* **Task**: Each entry below should be restated word for word, without any picture it contains.

++++ Provided material

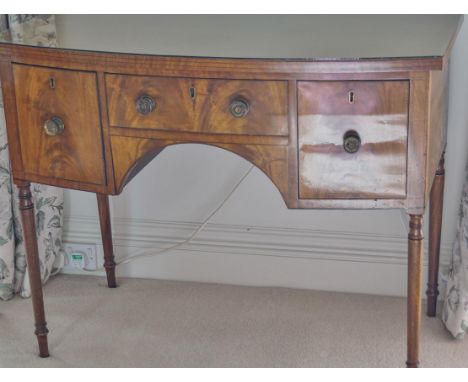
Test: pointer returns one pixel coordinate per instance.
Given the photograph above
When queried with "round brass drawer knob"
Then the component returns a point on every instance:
(239, 108)
(145, 104)
(351, 141)
(54, 126)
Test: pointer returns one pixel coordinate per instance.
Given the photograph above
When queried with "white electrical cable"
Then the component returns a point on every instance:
(151, 252)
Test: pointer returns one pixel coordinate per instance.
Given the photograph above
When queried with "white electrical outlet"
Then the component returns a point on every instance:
(81, 256)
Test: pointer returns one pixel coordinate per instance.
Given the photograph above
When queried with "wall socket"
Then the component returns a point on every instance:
(80, 256)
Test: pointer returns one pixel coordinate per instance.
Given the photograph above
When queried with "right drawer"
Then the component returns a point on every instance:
(352, 138)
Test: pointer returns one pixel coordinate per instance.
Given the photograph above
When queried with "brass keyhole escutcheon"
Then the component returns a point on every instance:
(351, 141)
(192, 92)
(145, 104)
(239, 108)
(54, 126)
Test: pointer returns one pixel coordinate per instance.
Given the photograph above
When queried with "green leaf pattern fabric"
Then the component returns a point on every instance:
(455, 309)
(48, 201)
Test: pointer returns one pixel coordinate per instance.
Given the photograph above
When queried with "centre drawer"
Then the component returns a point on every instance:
(198, 105)
(352, 138)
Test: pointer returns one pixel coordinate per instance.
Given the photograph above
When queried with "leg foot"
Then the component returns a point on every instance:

++++++++

* **Task output**:
Test: pointer returns one pixel coordinate per instance.
Given the photograph above
When queried with "round brass drawer knob"
Then the component returns a point on every instance:
(239, 108)
(145, 104)
(351, 141)
(54, 126)
Test: pointer returns one pixel coordinate per instance.
Given the photograph above
When queried with "white electrical cable"
Then the component returns a point on every instance:
(151, 252)
Test: pointer returns one pixel coordinate per instance.
Given the photograph above
When queried with "white electrical outlet"
Then the component returns a point on every instance:
(81, 256)
Test: pointer returns one pixel coordinate per instance.
Given the photograph above
When queried with "wall socket"
Then the component returns a point on every instance:
(80, 256)
Test: pointer returns one pixel coordinate per instance.
Given the photograph above
When queried with "right drawer"
Then the component returns a point on every instance:
(352, 138)
Test: pointer returns one pixel coordinate per instance.
Given the photograph above
When queried with "brass keyhole escutcheon"
Then the component returns a point on every instance:
(351, 141)
(192, 92)
(145, 104)
(239, 108)
(54, 126)
Test: pointer returns one pixel coordinate per instance.
Given the photograph above
When queried with "green leaf pattern fabric"
Then the component returns a point on every instance:
(455, 309)
(48, 201)
Test: pointer returns one pixel coordinate per instance.
Given the photograph above
When queried with "centre drawer"
Then the component returns a point on every instance:
(198, 105)
(352, 138)
Test: pointer returns one pixel coordinate per instance.
Given the photograph above
When queried with "leg foot"
Then the component returns a point on every instance:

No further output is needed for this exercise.